(Position annotation records)

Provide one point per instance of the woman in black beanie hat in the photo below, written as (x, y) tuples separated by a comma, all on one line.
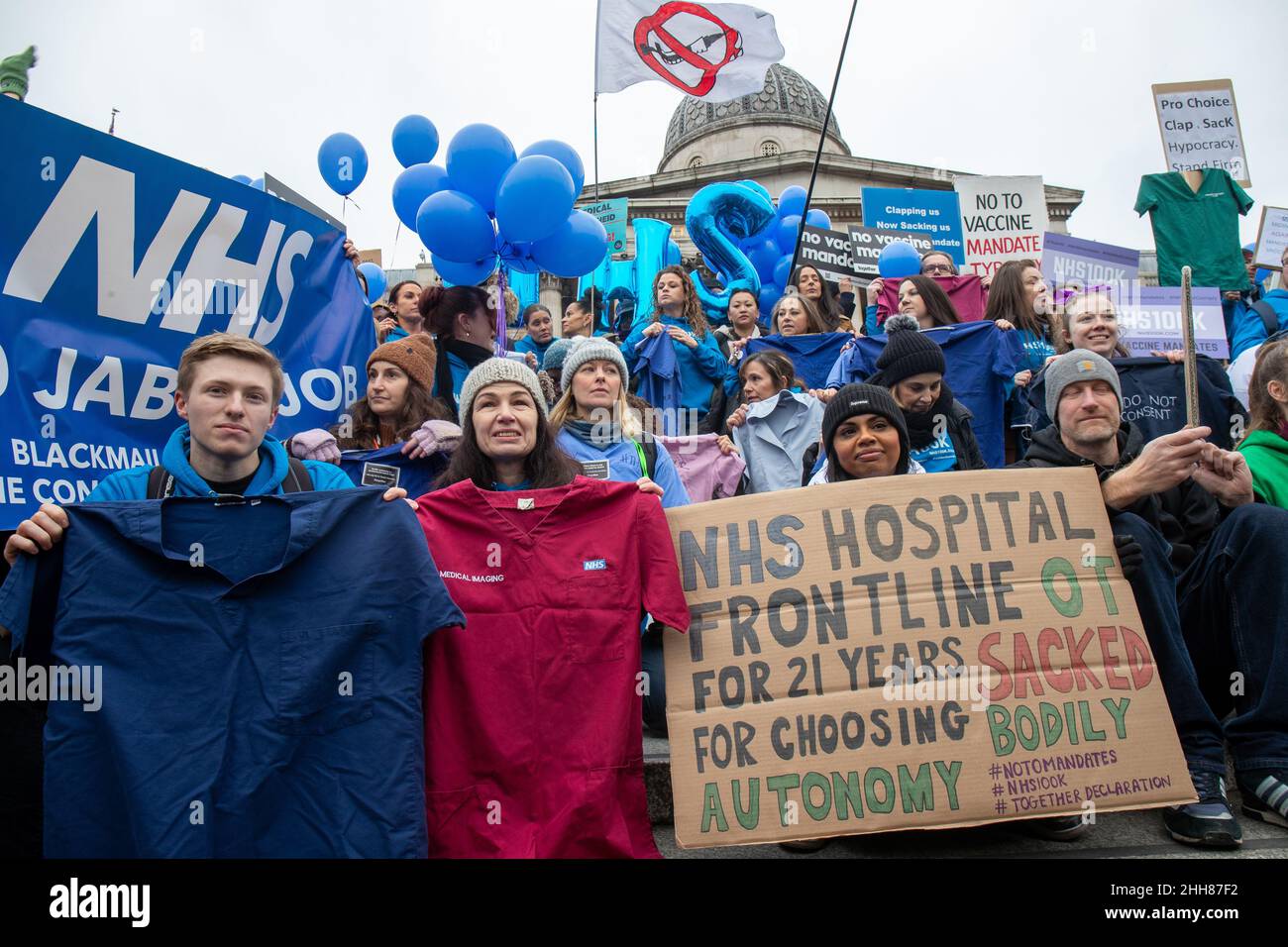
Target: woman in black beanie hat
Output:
[(864, 436), (939, 427)]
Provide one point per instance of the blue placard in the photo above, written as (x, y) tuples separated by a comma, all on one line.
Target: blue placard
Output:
[(935, 213), (112, 260)]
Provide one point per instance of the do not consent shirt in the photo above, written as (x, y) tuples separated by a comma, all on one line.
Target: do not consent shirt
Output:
[(261, 693)]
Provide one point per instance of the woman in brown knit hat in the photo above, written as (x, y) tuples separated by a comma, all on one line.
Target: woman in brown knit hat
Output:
[(397, 407)]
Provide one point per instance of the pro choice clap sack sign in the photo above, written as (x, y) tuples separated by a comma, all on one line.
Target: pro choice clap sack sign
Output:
[(802, 703)]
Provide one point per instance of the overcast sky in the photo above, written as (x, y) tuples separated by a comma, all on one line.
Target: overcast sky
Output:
[(988, 86)]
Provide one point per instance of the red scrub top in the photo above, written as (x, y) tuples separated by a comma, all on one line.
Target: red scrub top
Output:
[(533, 741)]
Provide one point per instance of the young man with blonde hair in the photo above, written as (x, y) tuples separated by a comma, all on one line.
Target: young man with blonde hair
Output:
[(228, 392)]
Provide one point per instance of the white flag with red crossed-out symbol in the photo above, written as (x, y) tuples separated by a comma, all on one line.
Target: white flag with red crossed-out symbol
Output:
[(715, 52)]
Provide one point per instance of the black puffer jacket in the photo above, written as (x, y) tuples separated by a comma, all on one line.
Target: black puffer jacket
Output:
[(965, 445), (1186, 514)]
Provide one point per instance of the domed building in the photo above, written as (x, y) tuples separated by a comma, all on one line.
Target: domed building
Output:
[(772, 138)]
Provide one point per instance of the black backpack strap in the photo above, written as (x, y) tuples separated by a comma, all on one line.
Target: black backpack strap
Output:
[(160, 483), (297, 480), (1267, 315)]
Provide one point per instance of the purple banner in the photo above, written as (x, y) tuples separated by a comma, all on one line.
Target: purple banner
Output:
[(1069, 262), (1150, 318)]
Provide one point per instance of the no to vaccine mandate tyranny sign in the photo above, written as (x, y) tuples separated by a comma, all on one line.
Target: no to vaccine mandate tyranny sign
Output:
[(114, 260), (910, 652)]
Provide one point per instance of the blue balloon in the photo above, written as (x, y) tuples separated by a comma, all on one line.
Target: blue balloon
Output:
[(791, 201), (412, 187), (768, 298), (789, 231), (415, 141), (816, 218), (621, 279), (759, 188), (518, 257), (717, 218), (898, 260), (454, 226), (575, 249), (535, 198), (764, 257), (478, 157), (784, 269), (464, 273), (342, 162), (376, 281), (565, 155)]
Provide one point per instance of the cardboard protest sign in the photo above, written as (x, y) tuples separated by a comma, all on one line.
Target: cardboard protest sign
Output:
[(1150, 318), (1199, 123), (867, 243), (828, 252), (112, 260), (1077, 264), (1271, 237), (613, 214), (910, 652), (934, 213), (1003, 219)]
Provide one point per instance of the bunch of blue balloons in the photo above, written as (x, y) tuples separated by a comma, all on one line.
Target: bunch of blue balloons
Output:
[(489, 205), (771, 250)]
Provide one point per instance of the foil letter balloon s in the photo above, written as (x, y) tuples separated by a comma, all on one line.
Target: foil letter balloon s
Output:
[(719, 218)]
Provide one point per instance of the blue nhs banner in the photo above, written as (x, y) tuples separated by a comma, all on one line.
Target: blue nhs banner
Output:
[(114, 260)]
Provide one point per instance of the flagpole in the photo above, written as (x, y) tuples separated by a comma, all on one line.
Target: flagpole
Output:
[(595, 99), (818, 155)]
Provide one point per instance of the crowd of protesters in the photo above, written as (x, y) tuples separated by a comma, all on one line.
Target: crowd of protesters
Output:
[(1192, 519)]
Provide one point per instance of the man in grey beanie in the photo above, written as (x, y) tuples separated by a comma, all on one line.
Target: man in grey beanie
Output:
[(1211, 591)]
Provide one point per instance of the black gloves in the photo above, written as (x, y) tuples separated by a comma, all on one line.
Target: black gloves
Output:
[(1129, 554)]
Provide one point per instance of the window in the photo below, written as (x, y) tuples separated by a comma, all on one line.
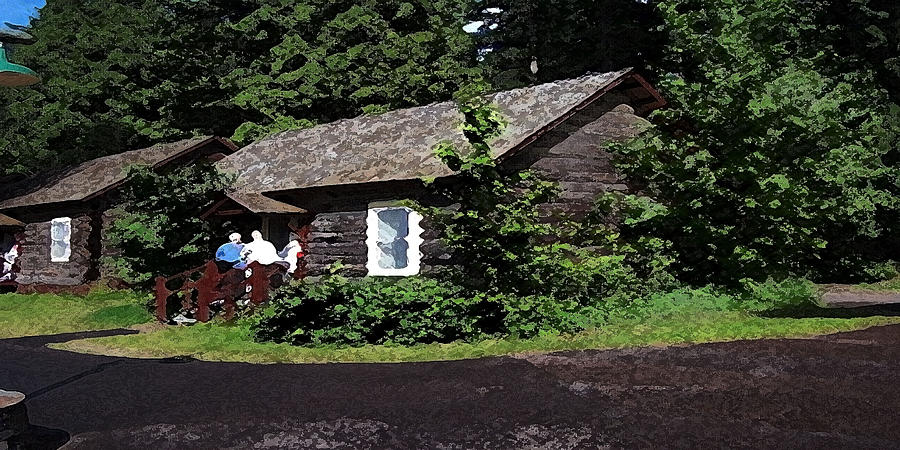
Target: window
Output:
[(60, 239), (393, 238)]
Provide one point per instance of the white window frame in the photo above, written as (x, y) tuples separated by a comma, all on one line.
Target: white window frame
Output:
[(67, 240), (413, 239)]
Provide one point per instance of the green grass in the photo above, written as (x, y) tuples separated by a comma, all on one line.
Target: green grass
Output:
[(40, 314), (223, 342)]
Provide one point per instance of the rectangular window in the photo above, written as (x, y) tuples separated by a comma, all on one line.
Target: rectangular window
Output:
[(393, 239), (60, 239)]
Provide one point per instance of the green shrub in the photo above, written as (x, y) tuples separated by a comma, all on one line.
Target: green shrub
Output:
[(337, 310), (778, 155), (416, 310), (157, 230), (791, 295)]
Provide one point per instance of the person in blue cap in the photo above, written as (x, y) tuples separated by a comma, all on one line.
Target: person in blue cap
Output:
[(229, 254)]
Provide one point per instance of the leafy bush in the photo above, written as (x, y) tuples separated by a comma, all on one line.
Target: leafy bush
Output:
[(337, 310), (157, 230), (791, 295), (779, 154)]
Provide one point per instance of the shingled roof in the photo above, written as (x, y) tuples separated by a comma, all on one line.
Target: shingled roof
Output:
[(6, 221), (399, 145), (99, 175)]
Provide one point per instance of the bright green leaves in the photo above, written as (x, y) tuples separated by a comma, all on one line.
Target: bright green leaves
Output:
[(779, 155)]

Instructions for the task: Write out the records again from the line with "Provide one point per instance of the blue balloon" through the line with "[(1211, 591)]", including both of those lines and leaving the requests unchanged. Rescale every coordinate in the answers by multiplying it by 0.6, then round each result to a whole number, with halves rounding up.

Reply to the task:
Provide one point per instance of the blue balloon in the photo above, written as (x, y) tuples separated by a comma, all on one line.
Target: blue balloon
Output:
[(475, 121), (247, 112), (461, 179), (473, 139), (249, 85), (490, 131), (373, 167), (455, 113), (311, 154), (430, 131), (539, 156), (272, 136), (345, 149), (321, 119), (458, 154), (287, 94), (470, 161), (278, 164), (205, 97), (226, 169), (339, 93)]
Provide one point per instance of the cardboard protest sign in the photo above, written as (x, y) tuples separated by a comma, all on one line.
Target: cardboard protest sign
Output:
[(690, 191), (719, 74), (520, 146), (497, 151), (67, 156), (646, 158), (763, 142), (368, 128), (546, 391), (560, 128), (602, 131)]
Provide one point per instance of the bunch of blue balloons in the photo above, written as (x, y) tuples separated by a comma, all on one line.
Target: bunch of blue balloons
Output:
[(293, 123), (463, 150)]
Provide one point per instance of the foil letter balloon s in the photo above, written as (x, y) tuples separated by a comma, all on one line.
Target: foil letter balloon s
Output:
[(431, 131)]
Provide one point per instance of the blue nhs banner in the photo above, written as (x, y) tuples separated by a comma, all on one line.
Target: blue nhs banner
Output:
[(68, 156)]
Provide one point per instance of the flagpole in the photo above, written as (x, y) tuples separated by a comma, all on one line.
Target: flagpole
Output:
[(357, 59), (491, 93)]
Provide one point per instance of the crowd of protesters in the photo above, written as (x, y) tuples separated by a comma, all on one line.
Target: crowd of protesters
Output:
[(715, 311)]
Provide one point per instance of the man in grey beanie in the photo above, written as (x, y) tuples separated by a comma, all on one line.
Target: man in grey beanie
Output:
[(727, 355)]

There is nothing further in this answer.